• Prompt:
Keep the images out while you retype all of the data exactly.
——
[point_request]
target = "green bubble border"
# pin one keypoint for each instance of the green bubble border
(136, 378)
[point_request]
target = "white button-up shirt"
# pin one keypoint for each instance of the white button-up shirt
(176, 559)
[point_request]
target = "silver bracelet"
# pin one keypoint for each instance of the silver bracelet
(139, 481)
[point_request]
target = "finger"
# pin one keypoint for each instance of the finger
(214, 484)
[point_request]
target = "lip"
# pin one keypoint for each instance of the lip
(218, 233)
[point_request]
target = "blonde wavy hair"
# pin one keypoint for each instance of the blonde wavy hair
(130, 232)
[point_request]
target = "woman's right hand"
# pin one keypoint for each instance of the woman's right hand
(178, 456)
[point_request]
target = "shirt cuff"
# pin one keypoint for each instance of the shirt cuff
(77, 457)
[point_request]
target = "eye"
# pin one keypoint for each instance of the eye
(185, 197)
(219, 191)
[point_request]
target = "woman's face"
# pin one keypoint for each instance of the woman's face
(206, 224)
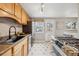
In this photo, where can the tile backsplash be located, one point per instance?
(5, 24)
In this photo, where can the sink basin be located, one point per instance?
(12, 40)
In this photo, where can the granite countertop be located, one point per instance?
(4, 47)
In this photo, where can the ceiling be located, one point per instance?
(51, 9)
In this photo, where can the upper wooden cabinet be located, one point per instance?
(15, 11)
(18, 11)
(8, 7)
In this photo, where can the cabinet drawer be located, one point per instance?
(7, 53)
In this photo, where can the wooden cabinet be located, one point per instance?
(24, 17)
(15, 11)
(18, 11)
(8, 7)
(20, 49)
(7, 53)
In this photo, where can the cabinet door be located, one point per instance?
(18, 53)
(24, 17)
(18, 11)
(7, 53)
(8, 7)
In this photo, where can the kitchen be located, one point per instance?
(39, 29)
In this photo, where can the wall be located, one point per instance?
(58, 29)
(61, 26)
(38, 35)
(5, 24)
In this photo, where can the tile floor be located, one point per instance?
(42, 49)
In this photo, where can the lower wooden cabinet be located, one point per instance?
(19, 49)
(7, 53)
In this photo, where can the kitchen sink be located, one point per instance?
(12, 40)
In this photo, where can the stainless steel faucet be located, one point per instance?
(10, 31)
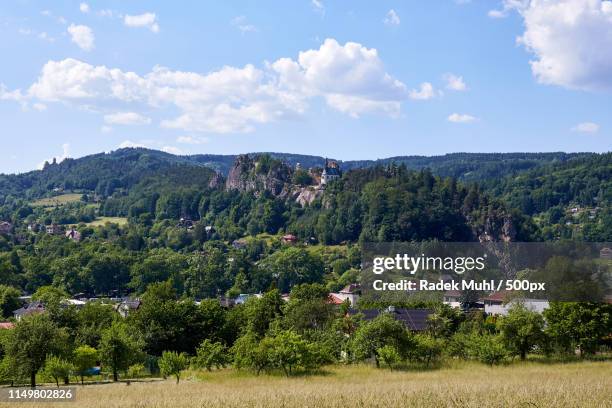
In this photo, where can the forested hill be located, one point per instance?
(463, 166)
(106, 172)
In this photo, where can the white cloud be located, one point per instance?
(129, 143)
(65, 154)
(126, 118)
(461, 118)
(571, 41)
(497, 14)
(82, 36)
(318, 6)
(172, 150)
(106, 13)
(148, 20)
(392, 18)
(586, 127)
(425, 92)
(350, 78)
(454, 82)
(45, 37)
(192, 140)
(240, 22)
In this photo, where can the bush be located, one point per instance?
(389, 356)
(136, 371)
(427, 349)
(210, 354)
(57, 368)
(172, 363)
(490, 350)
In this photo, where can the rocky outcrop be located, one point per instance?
(215, 181)
(258, 174)
(307, 195)
(498, 229)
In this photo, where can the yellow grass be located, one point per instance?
(57, 200)
(585, 384)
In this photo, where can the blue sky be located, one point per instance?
(350, 80)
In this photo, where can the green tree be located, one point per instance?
(57, 368)
(489, 349)
(211, 354)
(388, 355)
(426, 349)
(31, 340)
(291, 267)
(382, 331)
(119, 348)
(172, 363)
(288, 351)
(521, 330)
(84, 358)
(9, 300)
(579, 326)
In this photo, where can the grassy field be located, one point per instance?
(583, 384)
(57, 200)
(103, 220)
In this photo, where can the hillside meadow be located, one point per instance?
(531, 384)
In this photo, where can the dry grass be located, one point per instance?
(585, 384)
(57, 200)
(100, 221)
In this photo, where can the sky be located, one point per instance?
(348, 80)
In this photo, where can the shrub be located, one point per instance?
(57, 368)
(389, 356)
(210, 354)
(172, 363)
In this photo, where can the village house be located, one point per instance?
(331, 172)
(185, 222)
(127, 306)
(5, 227)
(452, 298)
(415, 320)
(499, 303)
(350, 292)
(289, 239)
(54, 229)
(73, 235)
(29, 309)
(33, 227)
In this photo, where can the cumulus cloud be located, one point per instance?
——
• Expected answer:
[point_request]
target = "green bubble border"
# pin one keypoint for each instance of the green bubble border
(136, 378)
[point_request]
target = "white button-up shirt"
# pin one keypoint for each instance of the white button-up shirt
(176, 559)
[point_request]
target = "silver bracelet"
# pin one keypoint for each instance of the silver bracelet
(139, 481)
[point_request]
target = "finger"
# pin one keypoint for each instance of the finger
(214, 484)
[point_request]
target = "lip"
# pin one keypoint for each instance of the lip
(218, 233)
[point_request]
target = "blonde wavy hair"
# pin one keypoint for each instance of the blonde wavy hair
(130, 232)
[point_request]
target = "woman's right hand"
# pin one keypoint for each instance of the woman's right hand
(178, 456)
[point_request]
target = "shirt cuff"
# pin one keypoint for each instance of the shirt cuff
(77, 457)
[point_request]
target = "eye"
# pin one keypoint for each instance of the eye
(185, 197)
(219, 191)
[point_request]
target = "woman's face"
# pin one keypoint for each instance of the woman's face
(206, 224)
In this photo, where can the tile backsplash be located, one point per instance?
(5, 24)
In this photo, where can the sink basin be located, one point per instance?
(12, 40)
In this photo, where can the granite countertop be located, one point per instance?
(4, 47)
In this photo, where can the ceiling be located, one point per instance?
(51, 9)
In this photo, where can the upper wooden cabinet be located, one point per instance?
(15, 11)
(18, 11)
(8, 7)
In this photo, where can the cabinet drawer be located, one point per instance?
(7, 53)
In this photo, where can the wooden cabinet be located, one point per instance?
(24, 17)
(15, 11)
(18, 11)
(8, 7)
(20, 49)
(7, 53)
In this photo, where can the cabinet door be located, one point per instance?
(18, 53)
(24, 17)
(18, 11)
(7, 53)
(8, 7)
In this photo, where can the kitchen be located, one point per instance?
(39, 29)
In this photo, where can the wall be located, one point per instance?
(58, 29)
(61, 26)
(38, 35)
(5, 24)
In this photo, where can the tile floor be located, one point per instance?
(42, 49)
In this photo, where can the lower wooden cabinet be located, one point per instance?
(19, 49)
(7, 53)
In this photo, where can the kitchen sink be located, one point per instance?
(12, 40)
In this photo, where can the stainless steel faucet be located, one point per instance?
(10, 31)
In this photo, where can the forested hill be located, one point per instance?
(463, 166)
(106, 172)
In this photo, where can the white cloud be located, one point per instance?
(129, 143)
(65, 154)
(126, 118)
(461, 118)
(571, 41)
(497, 14)
(82, 36)
(318, 6)
(172, 150)
(106, 13)
(148, 20)
(392, 18)
(586, 127)
(425, 92)
(350, 78)
(454, 82)
(45, 37)
(192, 140)
(240, 22)
In this photo, where can the bush be located, one point per instance?
(389, 356)
(136, 371)
(427, 349)
(210, 354)
(57, 368)
(172, 363)
(490, 350)
In this photo, where can the rocky outcrop be located, one point per instance?
(215, 181)
(258, 174)
(307, 195)
(498, 229)
In this photo, where can the yellow grass be located, one point per instance?
(57, 200)
(585, 384)
In this photo, where can the blue sky be located, one point per instance?
(350, 80)
In this photo, where can the green tree be located, one point per instance?
(57, 368)
(489, 349)
(211, 354)
(388, 355)
(426, 349)
(31, 340)
(291, 267)
(382, 331)
(119, 348)
(172, 363)
(288, 351)
(521, 330)
(84, 358)
(9, 300)
(579, 326)
In this photo, where can the grassy field be located, one point per instance?
(583, 384)
(57, 200)
(103, 220)
In this photo, where can the hillside meadow be located, one point per instance?
(531, 384)
In this photo, where can the dry grass be located, one point per instance?
(585, 384)
(57, 200)
(100, 221)
In this photo, where can the sky be located, one point per instance?
(348, 80)
In this photo, where can the shrub be located, one point per instance?
(57, 368)
(389, 356)
(210, 354)
(172, 363)
In this photo, where can the village house be located, one point per instance?
(331, 172)
(185, 222)
(127, 306)
(5, 227)
(452, 298)
(415, 320)
(499, 303)
(350, 292)
(289, 239)
(54, 229)
(73, 235)
(29, 309)
(33, 227)
In this photo, where can the cumulus cloud be located, one point per instance?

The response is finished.